**GIVEN TASK**
Locate each line in the records below that contains the string "ceiling", treating uppercase and lowercase as different, and copy those lines.

**DATASET EXTRACT**

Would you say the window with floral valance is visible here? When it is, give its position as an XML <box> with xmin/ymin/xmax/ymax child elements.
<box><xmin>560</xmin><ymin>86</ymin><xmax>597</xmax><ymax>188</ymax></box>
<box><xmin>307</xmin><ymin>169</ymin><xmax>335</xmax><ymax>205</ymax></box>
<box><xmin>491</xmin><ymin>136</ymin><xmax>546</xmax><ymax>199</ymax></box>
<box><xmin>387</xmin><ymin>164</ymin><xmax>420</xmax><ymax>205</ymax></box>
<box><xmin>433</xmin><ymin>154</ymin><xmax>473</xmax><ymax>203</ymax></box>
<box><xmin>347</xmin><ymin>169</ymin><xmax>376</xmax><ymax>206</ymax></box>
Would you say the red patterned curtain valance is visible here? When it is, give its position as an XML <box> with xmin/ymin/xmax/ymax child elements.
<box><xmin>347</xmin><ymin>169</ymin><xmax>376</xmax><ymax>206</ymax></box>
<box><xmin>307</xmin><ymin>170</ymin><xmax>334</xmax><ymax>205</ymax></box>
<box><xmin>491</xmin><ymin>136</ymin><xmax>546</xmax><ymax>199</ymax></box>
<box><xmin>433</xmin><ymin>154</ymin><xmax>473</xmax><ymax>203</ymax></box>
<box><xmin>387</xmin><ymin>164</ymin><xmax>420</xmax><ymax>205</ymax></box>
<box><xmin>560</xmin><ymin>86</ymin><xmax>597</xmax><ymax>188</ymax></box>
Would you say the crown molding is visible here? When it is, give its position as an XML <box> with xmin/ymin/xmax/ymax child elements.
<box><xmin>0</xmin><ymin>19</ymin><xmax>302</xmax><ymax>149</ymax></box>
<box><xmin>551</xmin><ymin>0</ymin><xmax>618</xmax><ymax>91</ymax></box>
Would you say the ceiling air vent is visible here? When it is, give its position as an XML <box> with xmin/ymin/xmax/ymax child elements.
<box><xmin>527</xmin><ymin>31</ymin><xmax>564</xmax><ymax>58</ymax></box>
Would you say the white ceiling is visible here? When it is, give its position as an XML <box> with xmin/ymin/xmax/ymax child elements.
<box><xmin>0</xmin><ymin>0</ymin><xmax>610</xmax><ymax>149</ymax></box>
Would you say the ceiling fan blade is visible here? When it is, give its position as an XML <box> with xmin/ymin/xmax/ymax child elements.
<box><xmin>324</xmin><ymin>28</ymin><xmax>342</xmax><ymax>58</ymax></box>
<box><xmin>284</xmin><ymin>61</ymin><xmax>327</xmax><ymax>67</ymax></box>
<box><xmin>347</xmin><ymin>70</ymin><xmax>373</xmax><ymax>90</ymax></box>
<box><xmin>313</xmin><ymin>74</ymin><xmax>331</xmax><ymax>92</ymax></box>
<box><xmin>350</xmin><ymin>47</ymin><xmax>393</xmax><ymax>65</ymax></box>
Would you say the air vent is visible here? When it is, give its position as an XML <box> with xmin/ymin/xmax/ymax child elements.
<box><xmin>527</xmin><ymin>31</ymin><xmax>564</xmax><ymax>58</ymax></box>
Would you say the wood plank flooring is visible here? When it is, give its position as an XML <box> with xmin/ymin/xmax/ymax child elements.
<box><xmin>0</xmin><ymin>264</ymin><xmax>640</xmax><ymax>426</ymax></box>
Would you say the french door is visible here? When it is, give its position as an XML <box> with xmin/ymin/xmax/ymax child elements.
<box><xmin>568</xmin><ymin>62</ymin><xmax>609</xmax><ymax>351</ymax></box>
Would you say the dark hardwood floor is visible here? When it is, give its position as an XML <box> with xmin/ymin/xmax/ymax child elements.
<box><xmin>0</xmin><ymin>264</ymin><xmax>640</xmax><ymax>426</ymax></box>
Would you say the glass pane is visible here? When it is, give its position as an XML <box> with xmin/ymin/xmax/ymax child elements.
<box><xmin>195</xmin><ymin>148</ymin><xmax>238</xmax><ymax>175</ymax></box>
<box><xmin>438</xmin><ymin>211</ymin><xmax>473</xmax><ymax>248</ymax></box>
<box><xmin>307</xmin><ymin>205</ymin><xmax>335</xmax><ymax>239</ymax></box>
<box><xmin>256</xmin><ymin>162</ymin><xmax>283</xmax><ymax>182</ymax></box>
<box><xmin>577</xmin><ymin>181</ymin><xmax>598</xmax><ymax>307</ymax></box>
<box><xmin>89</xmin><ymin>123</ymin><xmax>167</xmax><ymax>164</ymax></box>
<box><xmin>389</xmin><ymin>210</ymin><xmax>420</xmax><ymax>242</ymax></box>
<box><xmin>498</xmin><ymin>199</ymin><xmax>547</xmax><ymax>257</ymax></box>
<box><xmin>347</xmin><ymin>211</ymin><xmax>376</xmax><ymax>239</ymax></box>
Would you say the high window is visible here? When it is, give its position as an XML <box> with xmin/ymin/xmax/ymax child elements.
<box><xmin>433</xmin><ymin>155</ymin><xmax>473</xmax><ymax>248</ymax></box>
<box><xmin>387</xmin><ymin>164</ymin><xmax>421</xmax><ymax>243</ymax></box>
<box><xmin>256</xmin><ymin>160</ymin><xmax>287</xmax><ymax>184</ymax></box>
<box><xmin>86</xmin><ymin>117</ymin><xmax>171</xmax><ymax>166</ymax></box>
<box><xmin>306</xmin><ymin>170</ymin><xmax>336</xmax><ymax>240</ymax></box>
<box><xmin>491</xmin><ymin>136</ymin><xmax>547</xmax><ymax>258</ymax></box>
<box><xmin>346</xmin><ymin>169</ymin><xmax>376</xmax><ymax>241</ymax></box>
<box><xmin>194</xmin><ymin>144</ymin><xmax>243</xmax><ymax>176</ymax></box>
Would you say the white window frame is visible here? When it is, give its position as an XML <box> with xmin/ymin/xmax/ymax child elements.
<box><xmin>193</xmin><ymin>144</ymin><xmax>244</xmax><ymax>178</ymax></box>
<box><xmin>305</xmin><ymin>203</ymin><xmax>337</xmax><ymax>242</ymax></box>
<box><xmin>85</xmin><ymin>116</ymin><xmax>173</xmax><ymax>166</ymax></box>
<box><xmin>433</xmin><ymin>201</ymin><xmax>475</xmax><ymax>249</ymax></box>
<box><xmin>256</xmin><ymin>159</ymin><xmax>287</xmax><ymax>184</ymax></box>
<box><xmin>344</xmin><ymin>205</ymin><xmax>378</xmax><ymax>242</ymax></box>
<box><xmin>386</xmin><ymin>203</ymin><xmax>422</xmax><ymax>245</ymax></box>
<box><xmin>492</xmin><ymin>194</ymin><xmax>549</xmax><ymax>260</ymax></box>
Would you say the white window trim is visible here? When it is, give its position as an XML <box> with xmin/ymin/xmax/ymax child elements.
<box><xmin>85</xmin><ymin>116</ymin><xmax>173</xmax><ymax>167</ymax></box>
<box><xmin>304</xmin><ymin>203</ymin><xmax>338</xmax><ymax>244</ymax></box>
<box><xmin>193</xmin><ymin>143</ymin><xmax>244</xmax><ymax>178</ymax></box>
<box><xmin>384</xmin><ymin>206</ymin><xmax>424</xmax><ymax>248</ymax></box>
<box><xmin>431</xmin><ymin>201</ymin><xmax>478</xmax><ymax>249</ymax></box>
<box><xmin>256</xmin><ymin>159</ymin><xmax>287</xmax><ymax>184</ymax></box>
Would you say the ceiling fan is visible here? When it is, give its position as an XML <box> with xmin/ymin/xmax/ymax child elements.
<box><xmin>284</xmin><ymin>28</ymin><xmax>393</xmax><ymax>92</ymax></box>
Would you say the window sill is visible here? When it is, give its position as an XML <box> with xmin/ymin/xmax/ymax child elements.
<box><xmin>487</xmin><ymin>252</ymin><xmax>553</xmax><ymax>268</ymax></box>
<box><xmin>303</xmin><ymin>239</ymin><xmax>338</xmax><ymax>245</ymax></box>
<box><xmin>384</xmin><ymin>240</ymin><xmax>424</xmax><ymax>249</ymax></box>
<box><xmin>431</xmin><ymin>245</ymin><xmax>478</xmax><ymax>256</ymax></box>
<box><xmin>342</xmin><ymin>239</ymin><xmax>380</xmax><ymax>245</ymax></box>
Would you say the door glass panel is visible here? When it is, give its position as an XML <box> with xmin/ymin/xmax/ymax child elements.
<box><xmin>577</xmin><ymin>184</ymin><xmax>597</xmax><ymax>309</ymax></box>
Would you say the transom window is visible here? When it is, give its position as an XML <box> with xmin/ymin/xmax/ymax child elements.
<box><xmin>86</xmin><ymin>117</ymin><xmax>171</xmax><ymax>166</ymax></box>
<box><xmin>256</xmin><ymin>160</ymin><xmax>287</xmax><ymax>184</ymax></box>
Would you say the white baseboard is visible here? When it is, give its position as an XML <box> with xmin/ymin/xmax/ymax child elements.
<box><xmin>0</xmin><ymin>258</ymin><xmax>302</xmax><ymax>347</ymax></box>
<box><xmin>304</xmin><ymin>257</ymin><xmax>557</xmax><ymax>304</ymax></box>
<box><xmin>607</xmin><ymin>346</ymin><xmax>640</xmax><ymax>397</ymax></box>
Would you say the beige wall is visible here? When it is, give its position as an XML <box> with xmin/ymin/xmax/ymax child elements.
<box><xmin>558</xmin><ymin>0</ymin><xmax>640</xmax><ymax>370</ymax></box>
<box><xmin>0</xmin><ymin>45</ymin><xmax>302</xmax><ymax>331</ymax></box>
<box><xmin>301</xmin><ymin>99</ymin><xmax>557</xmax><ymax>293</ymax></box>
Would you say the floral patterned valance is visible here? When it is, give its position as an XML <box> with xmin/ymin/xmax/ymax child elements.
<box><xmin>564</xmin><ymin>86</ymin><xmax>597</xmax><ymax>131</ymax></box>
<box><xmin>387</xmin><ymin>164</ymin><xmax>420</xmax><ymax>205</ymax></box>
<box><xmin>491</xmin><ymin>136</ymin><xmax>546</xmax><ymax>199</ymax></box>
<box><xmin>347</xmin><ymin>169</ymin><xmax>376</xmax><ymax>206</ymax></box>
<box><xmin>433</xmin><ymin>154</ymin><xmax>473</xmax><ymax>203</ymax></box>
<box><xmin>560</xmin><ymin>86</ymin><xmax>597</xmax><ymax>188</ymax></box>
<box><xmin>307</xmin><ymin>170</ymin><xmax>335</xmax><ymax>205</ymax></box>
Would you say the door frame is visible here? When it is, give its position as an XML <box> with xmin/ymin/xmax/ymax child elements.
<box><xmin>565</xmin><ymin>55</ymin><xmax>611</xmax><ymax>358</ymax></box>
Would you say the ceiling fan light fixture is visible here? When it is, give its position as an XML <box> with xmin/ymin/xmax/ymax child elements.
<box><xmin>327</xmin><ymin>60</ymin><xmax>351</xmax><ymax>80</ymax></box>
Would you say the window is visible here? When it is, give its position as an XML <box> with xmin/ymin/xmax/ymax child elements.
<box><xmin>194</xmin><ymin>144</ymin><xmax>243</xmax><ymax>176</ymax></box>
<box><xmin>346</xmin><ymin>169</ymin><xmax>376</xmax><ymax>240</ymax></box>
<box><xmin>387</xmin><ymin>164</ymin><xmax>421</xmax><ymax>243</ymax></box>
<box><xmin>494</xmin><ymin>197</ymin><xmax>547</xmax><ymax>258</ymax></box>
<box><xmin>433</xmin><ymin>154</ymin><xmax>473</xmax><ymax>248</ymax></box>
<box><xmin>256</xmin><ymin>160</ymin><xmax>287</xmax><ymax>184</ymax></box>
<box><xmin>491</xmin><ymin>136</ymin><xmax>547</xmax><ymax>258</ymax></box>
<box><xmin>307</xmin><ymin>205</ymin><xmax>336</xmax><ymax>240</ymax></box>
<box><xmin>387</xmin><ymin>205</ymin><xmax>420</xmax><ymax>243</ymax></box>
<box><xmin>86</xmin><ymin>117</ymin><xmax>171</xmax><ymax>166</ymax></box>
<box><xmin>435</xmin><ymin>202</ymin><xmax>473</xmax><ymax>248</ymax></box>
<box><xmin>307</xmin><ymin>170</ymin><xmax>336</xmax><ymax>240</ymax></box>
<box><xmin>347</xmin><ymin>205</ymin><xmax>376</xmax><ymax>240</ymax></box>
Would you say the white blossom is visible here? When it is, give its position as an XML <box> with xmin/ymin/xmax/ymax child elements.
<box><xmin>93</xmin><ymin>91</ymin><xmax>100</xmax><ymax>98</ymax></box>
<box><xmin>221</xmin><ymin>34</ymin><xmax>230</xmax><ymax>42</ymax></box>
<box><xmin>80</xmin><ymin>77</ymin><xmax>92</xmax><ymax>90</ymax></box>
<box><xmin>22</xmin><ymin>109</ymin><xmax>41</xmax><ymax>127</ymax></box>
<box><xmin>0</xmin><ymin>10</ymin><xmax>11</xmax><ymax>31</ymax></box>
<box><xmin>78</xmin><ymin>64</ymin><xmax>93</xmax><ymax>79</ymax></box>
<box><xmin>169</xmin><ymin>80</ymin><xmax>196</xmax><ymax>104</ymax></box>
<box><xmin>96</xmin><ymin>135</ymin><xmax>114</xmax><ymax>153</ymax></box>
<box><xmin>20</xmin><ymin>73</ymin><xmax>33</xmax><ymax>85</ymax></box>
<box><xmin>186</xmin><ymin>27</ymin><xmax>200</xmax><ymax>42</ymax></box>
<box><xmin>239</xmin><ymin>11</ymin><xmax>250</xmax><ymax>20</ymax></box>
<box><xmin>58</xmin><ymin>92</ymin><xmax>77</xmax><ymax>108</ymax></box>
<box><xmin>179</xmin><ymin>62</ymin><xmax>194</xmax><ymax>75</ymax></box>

**SOLUTION FOR THIS TASK**
Would you say the ceiling air vent is visible here? When it is, give its position as an XML <box> with xmin/ymin/xmax/ymax child elements.
Would you say the white ceiling is visible here? When it is, give its position as an XML <box> with xmin/ymin/xmax/ymax child elements.
Would you say the ceiling fan blade is visible here? When it is, give its position as an XML <box> with xmin/ymin/xmax/ymax child elements.
Would you say the ceiling fan is visible here? When it is, give its position as an XML <box> with xmin/ymin/xmax/ymax child elements.
Would you say the ceiling fan light fixture is visible here? When it is, give its position as an XML <box> with xmin/ymin/xmax/ymax child elements.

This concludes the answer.